What you are asked to do
Starting with the first line below, extract each line through the one that contains "Target: street lamp", inclusive, excluding pictures.

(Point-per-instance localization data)
>>>

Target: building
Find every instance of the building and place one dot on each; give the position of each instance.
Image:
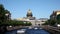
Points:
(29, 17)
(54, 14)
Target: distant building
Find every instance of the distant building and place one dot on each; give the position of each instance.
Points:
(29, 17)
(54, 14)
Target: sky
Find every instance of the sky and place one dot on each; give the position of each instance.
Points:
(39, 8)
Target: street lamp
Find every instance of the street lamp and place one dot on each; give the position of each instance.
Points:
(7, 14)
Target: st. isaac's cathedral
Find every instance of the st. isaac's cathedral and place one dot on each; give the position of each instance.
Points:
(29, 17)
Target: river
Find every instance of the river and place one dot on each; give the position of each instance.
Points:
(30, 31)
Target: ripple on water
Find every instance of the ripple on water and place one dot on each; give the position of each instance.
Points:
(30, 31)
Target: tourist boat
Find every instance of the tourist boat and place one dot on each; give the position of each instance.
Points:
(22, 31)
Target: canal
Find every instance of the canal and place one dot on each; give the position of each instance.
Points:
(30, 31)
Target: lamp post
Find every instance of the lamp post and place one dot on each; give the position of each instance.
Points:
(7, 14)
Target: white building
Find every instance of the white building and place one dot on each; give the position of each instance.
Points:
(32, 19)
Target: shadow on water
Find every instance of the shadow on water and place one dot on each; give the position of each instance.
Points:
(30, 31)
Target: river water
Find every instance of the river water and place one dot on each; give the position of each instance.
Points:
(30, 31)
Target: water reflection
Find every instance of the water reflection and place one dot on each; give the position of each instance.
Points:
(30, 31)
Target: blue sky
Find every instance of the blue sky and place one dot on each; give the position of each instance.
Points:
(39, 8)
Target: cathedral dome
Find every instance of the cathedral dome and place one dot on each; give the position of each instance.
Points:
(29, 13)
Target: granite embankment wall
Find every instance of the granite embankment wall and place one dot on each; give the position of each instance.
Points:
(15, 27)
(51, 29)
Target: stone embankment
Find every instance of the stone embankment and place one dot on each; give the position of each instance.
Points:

<<<

Reply
Target: building
Find every instance of the building and place one dot on each; give the position of each instance.
Image:
Points:
(29, 17)
(54, 14)
Target: distant building
Find every instance of the distant building and place one dot on each; give the position of each instance.
Points:
(29, 17)
(54, 14)
Target: sky
Find every instance of the sky and place one dot on each; give the position of each instance.
Points:
(39, 8)
Target: street lamp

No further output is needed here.